GOAL A: Show every row below that contains the string "window", copying each such line in full. Case counts.

---------- PASSAGE SHOWN

11.   INCOME TAXES WITHHOLDING

5.


 

    Nonqualified stock options are taxable upon exercise. To the extent required by applicable federal, state or other law, you shall make arrangements satisfactory to Intel for the satisfaction of any withholding tax obligations that arise by reason of an option exercise and, if applicable, any sale of shares of the Common Stock. Intel shall not be required to issue shares of the Common Stock or to recognize any purported transfer of shares of the Common Stock until such obligations are satisfied. The Committee may permit these obligations to be satisfied by having Intel withhold a portion of the shares of the Common Stock that otherwise would be issued to you upon exercise of the option, or to the extent permitted by the Committee, by tendering shares of the Common Stock previously acquired.
 
12.   TRANSFERABILITY OF OPTION
 
    Unless otherwise provided by the Committee, each option shall be transferable only
  (a)   pursuant to your will or upon your death to your beneficiaries, or
 
  (b)   by gift to your Immediate Family (defined below), partnerships whose only partners are you or members of your Immediate Family, limited liability companies whose only shareholders are you or members of your Immediate Family, or trusts established solely for the benefit of you or members of your Immediate Family, or
 
  (c)   by gift to a foundation in which you and/or members of your Immediate Family control the management of the foundation’s assets.
    For purposes of these Standard Terms, “Immediate Family” is defined as your spouse or domestic partner, children, grandchildren, parents, or siblings.
 
    With respect to transfers by gift under subsection (b), options are transferable whether vested or not at the time of transfer. With respect to transfers by gift under subsection (c), options are transferable only to the extent the options are vested at the time of transfer. Any purported assignment, transfer or encumbrance that does not qualify under subsections (a), (b) and (c) above shall be void and unenforceable against the Corporation.
 
    Any option transferred by you pursuant to this section shall not be transferable by the recipient except by will or the laws of descent and distribution.
 
    The transferability of options is subject to any applicable laws of your country of residence or employment.

--------------------
---------- DATASET ROWS

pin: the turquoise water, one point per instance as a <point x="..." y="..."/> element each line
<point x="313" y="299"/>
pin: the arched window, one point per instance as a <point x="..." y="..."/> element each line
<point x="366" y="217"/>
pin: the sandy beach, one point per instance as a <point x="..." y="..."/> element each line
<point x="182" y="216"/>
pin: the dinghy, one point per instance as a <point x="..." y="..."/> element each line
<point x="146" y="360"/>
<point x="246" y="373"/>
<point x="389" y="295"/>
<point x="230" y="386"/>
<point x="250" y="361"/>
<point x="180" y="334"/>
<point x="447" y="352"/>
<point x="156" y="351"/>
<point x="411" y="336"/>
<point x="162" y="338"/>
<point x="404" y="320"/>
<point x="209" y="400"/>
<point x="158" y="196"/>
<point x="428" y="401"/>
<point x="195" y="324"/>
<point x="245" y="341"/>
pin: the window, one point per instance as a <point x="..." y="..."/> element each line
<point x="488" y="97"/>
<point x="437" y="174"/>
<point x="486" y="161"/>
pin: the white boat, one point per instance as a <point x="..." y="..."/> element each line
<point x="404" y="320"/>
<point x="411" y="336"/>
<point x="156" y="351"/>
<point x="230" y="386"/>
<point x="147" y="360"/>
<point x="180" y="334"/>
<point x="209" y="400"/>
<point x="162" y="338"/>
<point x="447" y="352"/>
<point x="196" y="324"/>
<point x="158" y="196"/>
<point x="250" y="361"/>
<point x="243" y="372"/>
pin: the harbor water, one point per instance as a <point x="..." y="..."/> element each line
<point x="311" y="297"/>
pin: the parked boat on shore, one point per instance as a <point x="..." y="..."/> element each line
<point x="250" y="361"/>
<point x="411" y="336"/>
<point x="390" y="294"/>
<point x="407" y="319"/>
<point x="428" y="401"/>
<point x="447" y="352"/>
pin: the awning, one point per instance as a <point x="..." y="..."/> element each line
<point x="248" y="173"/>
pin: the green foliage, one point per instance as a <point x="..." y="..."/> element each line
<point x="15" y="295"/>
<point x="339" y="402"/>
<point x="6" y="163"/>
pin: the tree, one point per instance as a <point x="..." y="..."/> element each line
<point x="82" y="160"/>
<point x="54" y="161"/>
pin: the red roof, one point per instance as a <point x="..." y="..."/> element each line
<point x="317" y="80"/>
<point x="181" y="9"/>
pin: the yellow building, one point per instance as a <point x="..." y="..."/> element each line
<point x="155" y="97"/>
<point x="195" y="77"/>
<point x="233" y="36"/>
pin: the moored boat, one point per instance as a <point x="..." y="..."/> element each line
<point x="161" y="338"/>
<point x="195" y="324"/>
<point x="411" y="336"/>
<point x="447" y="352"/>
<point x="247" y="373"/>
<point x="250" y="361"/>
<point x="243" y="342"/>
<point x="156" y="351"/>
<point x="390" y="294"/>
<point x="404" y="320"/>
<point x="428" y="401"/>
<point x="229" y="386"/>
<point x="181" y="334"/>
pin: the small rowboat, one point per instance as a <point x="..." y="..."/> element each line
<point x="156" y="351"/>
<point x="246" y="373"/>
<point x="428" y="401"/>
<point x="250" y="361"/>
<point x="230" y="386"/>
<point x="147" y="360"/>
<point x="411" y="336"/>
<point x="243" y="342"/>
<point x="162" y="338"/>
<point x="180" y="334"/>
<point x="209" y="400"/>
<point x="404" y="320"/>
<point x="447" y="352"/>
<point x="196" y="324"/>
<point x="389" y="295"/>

--------------------

GOAL B: Resume the stock option terms above, starting right after their final sentence.

EXPECTED ANSWER A:
pin: the arched window, one point per instance as a <point x="..." y="..."/> element each line
pin: the window, one point per instance as a <point x="..." y="..."/> element each line

EXPECTED ANSWER B:
13.   DISPUTES
 
    The Committee or its delegate shall finally and conclusively determine any disagreement concerning your option.

6.


 

14.   AMENDMENTS
 
    The 2004 Plan and the option may be amended or altered by the Committee or the Board of Directors of Intel to the extent provided in the 2004 Plan.
 
15.   THE 2004 PLAN AND OTHER AGREEMENTS; OTHER MATTERS
  (a)   The provisions of these Standard Terms and the 2004 Plan are incorporated into the Notice of Grant by reference. Certain capitalized terms used in these Standard Terms are defined in the 2004 Plan.
 
      These Standard Terms, the Notice of Grant and the 2004 Plan constitute the entire understanding between you and the Corporation regarding the option. Any prior agreements, commitments or negotiations concerning the option are superseded.
 
      The grant of an option to an employee in any one year, or at any time, does not obligate Intel or any Subsidiary to make a grant in any future year or in any given amount and should not create an expectation that Intel or any Subsidiary might make a grant in any future year or in any given amount.
 
  (b)   Options are not part of your employment contract (if any) with the Corporation, your salary, your normal or expected compensation, or other remuneration for any purposes, including for purposes of computing severance pay or other termination compensation or indemnity.
 
  (c)   Notwithstanding any other provision of these Standard Terms, if any changes in the financial or tax accounting rules applicable to the options covered by these Standard Terms shall occur which, in the sole judgment of the Committee, may have an adverse effect on the reported earnings, assets or liabilities of the Corporation, the Committee may, in its sole discretion, modify these Standard Terms or cancel and cause a forfeiture with respect to any unvested options at the time of such determination.
 
  (d)   Nothing contained in these Standard Terms creates or implies an employment contract or term of employment upon which you may rely.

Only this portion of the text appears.